### INPUT MATERIAL

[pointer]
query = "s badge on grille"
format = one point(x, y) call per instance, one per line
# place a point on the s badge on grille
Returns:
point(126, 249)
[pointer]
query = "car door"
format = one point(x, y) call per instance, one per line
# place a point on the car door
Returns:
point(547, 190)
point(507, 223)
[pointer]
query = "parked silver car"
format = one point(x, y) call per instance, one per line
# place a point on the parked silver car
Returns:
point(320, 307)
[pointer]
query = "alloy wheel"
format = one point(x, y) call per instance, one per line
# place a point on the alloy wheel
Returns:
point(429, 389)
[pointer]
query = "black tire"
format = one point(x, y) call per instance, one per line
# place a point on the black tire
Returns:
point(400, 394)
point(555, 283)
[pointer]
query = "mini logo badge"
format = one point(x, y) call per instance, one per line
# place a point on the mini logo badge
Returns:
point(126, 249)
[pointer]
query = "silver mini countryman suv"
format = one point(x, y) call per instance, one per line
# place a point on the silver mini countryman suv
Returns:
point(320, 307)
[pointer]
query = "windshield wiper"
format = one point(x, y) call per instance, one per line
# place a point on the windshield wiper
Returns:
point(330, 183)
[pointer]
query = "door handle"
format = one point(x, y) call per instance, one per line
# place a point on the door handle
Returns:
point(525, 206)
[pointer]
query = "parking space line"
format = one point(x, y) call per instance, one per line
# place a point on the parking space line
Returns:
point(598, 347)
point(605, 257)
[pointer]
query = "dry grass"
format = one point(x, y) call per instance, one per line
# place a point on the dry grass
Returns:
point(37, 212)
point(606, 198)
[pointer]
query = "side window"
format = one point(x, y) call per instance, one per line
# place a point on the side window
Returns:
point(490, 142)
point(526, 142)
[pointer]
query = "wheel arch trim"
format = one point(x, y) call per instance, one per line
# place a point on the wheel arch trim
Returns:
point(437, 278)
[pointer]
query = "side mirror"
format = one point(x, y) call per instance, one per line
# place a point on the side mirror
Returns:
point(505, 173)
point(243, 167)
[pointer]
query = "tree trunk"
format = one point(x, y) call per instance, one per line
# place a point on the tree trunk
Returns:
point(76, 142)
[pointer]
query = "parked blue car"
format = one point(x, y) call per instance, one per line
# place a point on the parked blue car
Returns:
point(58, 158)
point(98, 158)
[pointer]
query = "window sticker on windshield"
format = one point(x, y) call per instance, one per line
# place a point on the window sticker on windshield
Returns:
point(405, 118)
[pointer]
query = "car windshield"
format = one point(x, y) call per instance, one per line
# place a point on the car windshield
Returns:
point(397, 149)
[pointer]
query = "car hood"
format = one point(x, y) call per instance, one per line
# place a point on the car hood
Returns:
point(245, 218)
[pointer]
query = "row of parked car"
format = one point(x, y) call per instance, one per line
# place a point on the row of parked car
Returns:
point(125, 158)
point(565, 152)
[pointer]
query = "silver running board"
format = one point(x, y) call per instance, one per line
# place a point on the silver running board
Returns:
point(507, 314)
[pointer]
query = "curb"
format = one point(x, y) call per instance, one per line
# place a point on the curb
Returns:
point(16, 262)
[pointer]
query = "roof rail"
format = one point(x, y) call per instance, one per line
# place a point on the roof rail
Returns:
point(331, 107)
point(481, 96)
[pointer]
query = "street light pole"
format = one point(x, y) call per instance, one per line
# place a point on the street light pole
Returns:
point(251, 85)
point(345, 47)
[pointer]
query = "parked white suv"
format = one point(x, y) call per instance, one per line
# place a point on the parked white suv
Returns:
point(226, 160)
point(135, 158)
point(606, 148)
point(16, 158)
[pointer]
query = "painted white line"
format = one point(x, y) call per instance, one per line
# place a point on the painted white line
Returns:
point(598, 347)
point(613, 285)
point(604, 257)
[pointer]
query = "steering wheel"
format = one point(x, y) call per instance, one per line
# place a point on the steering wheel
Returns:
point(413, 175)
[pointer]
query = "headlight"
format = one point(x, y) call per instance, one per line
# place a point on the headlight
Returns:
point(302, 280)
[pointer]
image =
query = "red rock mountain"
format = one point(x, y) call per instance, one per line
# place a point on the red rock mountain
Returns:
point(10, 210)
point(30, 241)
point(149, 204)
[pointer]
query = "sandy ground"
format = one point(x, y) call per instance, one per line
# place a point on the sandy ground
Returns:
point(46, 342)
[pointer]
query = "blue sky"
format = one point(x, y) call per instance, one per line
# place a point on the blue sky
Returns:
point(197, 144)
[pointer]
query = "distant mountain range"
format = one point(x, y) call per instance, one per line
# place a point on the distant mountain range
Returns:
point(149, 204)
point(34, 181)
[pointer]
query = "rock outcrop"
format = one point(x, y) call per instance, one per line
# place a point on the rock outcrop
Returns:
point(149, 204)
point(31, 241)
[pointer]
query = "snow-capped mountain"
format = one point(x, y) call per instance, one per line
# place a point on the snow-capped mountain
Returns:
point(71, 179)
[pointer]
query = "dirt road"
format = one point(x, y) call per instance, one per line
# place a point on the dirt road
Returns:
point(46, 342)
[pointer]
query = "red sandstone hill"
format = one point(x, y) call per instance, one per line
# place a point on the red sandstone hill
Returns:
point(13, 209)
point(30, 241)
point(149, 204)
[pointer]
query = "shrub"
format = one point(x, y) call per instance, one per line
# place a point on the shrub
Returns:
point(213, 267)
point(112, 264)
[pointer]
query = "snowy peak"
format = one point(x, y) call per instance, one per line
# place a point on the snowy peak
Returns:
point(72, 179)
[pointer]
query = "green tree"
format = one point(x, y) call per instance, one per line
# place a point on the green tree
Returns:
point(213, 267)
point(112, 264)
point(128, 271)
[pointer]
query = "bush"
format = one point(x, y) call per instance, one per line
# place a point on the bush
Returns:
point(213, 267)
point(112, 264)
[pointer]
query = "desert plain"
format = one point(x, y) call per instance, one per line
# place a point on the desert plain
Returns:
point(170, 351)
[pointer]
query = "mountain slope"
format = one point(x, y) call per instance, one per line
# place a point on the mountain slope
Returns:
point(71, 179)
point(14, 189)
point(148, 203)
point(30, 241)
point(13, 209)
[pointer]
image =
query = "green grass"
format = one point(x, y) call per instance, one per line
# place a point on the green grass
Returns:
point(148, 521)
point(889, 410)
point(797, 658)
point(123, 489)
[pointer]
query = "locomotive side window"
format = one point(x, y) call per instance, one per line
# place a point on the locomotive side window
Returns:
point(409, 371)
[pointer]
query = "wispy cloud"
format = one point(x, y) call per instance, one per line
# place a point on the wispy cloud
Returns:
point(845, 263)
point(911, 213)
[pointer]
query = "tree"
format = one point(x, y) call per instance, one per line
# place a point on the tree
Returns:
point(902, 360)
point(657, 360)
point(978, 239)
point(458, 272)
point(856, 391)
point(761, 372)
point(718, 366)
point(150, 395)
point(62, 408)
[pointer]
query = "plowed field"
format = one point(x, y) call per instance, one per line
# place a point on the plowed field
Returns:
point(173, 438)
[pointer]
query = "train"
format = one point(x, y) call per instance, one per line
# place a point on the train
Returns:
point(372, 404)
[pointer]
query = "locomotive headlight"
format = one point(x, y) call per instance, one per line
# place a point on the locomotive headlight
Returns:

######

Write every entry out again exactly.

EXERCISE OUTPUT:
[pointer]
query = "s badge on grille"
format = one point(x, y) call per instance, one per line
# place a point on the s badge on grille
Returns:
point(126, 249)
[pointer]
query = "car door"
format = one point(x, y) call per instance, one per line
# place a point on the car door
Returns:
point(547, 190)
point(507, 223)
[pointer]
query = "parked silver car"
format = one point(x, y) call per instance, one per line
# place a point on the parked silver car
Returns:
point(320, 307)
[pointer]
query = "alloy wheel"
format = one point(x, y) call per instance, one per line
# place a point on the alloy wheel
Returns:
point(429, 389)
[pointer]
query = "black tire"
format = one point(x, y) call per instance, one per line
# place a point on the black tire
Returns:
point(400, 394)
point(555, 283)
[pointer]
query = "mini logo badge"
format = one point(x, y) call per instance, one per line
# place a point on the mini logo badge
Returns:
point(126, 249)
[pointer]
query = "silver mini countryman suv"
format = one point(x, y) call per instance, one per line
# place a point on the silver mini countryman suv
Returns:
point(320, 307)
[pointer]
query = "windshield wiper"
format = one point(x, y) call per instance, one per line
# place a point on the windshield wiper
Returns:
point(330, 183)
[pointer]
query = "door handle"
format = one point(x, y) call per instance, one per line
# place a point on the door handle
Returns:
point(525, 206)
[pointer]
query = "parking space line"
format = one point(x, y) call per instance, one per line
# place a point on the parking space line
Returns:
point(598, 347)
point(605, 257)
[pointer]
query = "dry grass"
format = one point(x, y) call per instance, one per line
# place a point on the dry grass
Returns:
point(37, 212)
point(606, 198)
[pointer]
query = "side window"
format = one point(x, y) call per instance, one per line
# place a point on the side window
Returns:
point(490, 142)
point(526, 142)
[pointer]
query = "wheel arch trim"
format = one point(x, y) call per instance, one per line
# place a point on the wheel arch trim
Returns:
point(437, 278)
[pointer]
query = "side mirror"
format = one point(x, y) call per instance, one per line
# place a point on the side mirror
Returns:
point(505, 173)
point(243, 167)
[pointer]
query = "tree trunk"
format = one point(x, y) call per instance, one per line
# place a point on the tree trunk
Returns:
point(76, 142)
[pointer]
query = "parked blue car"
format = one point(x, y) call per instance, one per line
# place a point on the parked blue car
Returns:
point(58, 158)
point(98, 158)
[pointer]
query = "window sticker on windshield"
format = one point(x, y) call per instance, one per line
# place a point on the window sticker on windshield
Returns:
point(405, 118)
[pointer]
query = "car windshield"
format = one point(x, y) call per instance, one per line
# place a point on the car windshield
Returns:
point(397, 149)
[pointer]
query = "car hood"
format = one point(x, y) call per instance, one per line
# place a point on the car hood
Returns:
point(245, 218)
[pointer]
query = "row of parked car"
format = one point(x, y) call per instance, one per line
# place a point on the row of parked car
Returns:
point(125, 158)
point(565, 152)
[pointer]
query = "silver running board"
format = one point(x, y) call per instance, one per line
# place a point on the silver running board
Returns:
point(507, 314)
[pointer]
query = "curb"
format = one point(x, y) call per instance, one per line
# place a point on the curb
Returns:
point(16, 262)
[pointer]
query = "roof rail"
format = one point(x, y) call per instance, one per line
# place a point on the roof rail
Returns:
point(331, 107)
point(481, 96)
[pointer]
query = "street light pole"
format = one point(x, y) call per instance, one per line
# place a point on the street light pole
Returns:
point(251, 85)
point(345, 47)
[pointer]
query = "parked white suv"
format = one point(x, y) call per instance, one per line
# place a point on the parked white suv
Returns:
point(226, 160)
point(135, 158)
point(606, 148)
point(16, 158)
[pointer]
query = "painted white line"
format = one point(x, y) call per instance, one per line
# place a point on the painted white line
Returns:
point(598, 347)
point(613, 285)
point(604, 257)
[pointer]
query = "steering wheel"
format = one point(x, y) call per instance, one per line
# place a point on the steering wheel
Returns:
point(413, 175)
[pointer]
query = "headlight"
format = one point(x, y) call per instance, one per line
# place a point on the headlight
Returns:
point(302, 280)
[pointer]
image =
query = "red rock mountain"
format = one point(x, y) call per instance, one per line
# place a point on the red rock mountain
Returns:
point(10, 210)
point(30, 241)
point(149, 204)
[pointer]
query = "sandy ground"
format = one point(x, y) call per instance, one per line
# place a point on the sandy ground
Returns:
point(46, 342)
[pointer]
query = "blue sky"
format = one point(x, y) call per instance, one per line
# place a point on the blue sky
Returns:
point(197, 144)
[pointer]
query = "distant mountain range"
format = one point(x, y) call per instance, one per line
# place a point on the distant mountain range
Returns:
point(149, 204)
point(34, 181)
[pointer]
query = "rock outcrop"
format = one point(x, y) call per instance, one per line
# place a point on the rock outcrop
Returns:
point(149, 204)
point(31, 241)
[pointer]
query = "snow-capped mountain"
format = one point(x, y) call per instance, one per line
# place a point on the snow-capped mountain
Returns:
point(71, 179)
[pointer]
query = "dirt road"
format = one point(x, y) call per instance, one per line
# place a point on the dirt road
Returns:
point(46, 342)
[pointer]
query = "red sandstone hill"
format = one point(x, y) call per instance, one per line
# place a point on the red sandstone hill
Returns:
point(13, 209)
point(30, 241)
point(149, 204)
[pointer]
query = "shrub"
format = one point(x, y) call per instance, one per line
# place a point on the shrub
Returns:
point(213, 267)
point(112, 264)
[pointer]
query = "snowy peak"
format = one point(x, y) call per instance, one per line
# place a point on the snowy peak
Returns:
point(72, 179)
[pointer]
query = "green tree"
format = one point(x, y) call per instance, one per line
# place a point on the green tree
Returns:
point(213, 267)
point(112, 264)
point(128, 271)
[pointer]
query = "bush"
format = one point(x, y) call per instance, one per line
# place a point on the bush
Returns:
point(213, 267)
point(112, 264)
[pointer]
query = "desert plain"
format = one point(x, y) call per instance, one per line
# place a point on the desert plain
Returns:
point(170, 351)
[pointer]
query = "mountain slope"
format = one point(x, y) call per instance, one per line
# place a point on the mountain slope
Returns:
point(71, 179)
point(14, 189)
point(148, 203)
point(30, 241)
point(13, 209)
[pointer]
image =
query = "green grass"
format = one point(x, y) call per instance, one per line
# place a point on the green grass
Returns:
point(148, 521)
point(889, 410)
point(797, 658)
point(123, 489)
[pointer]
query = "locomotive side window"
format = one point(x, y) call per instance, one per line
# place a point on the locomotive side window
Returns:
point(409, 371)
[pointer]
query = "wispy cloud"
format = one point(x, y) call per instance, one per line
# place a point on the wispy cloud
Returns:
point(845, 263)
point(911, 213)
[pointer]
query = "tree"
format = one point(x, y) call per instance, one per line
# place a point on the tree
Returns:
point(902, 360)
point(657, 360)
point(978, 239)
point(458, 272)
point(856, 391)
point(761, 372)
point(718, 366)
point(150, 395)
point(62, 408)
[pointer]
query = "plowed field"
format = one point(x, y) call per instance, one per line
# place a point on the plowed field
Returns:
point(173, 438)
[pointer]
query = "train"
format = one point(x, y) call per instance, one per line
# place a point on the train
Returns:
point(372, 404)
[pointer]
query = "locomotive headlight"
format = one point(x, y) call per instance, one per line
# place a point on the locomotive headlight
Returns:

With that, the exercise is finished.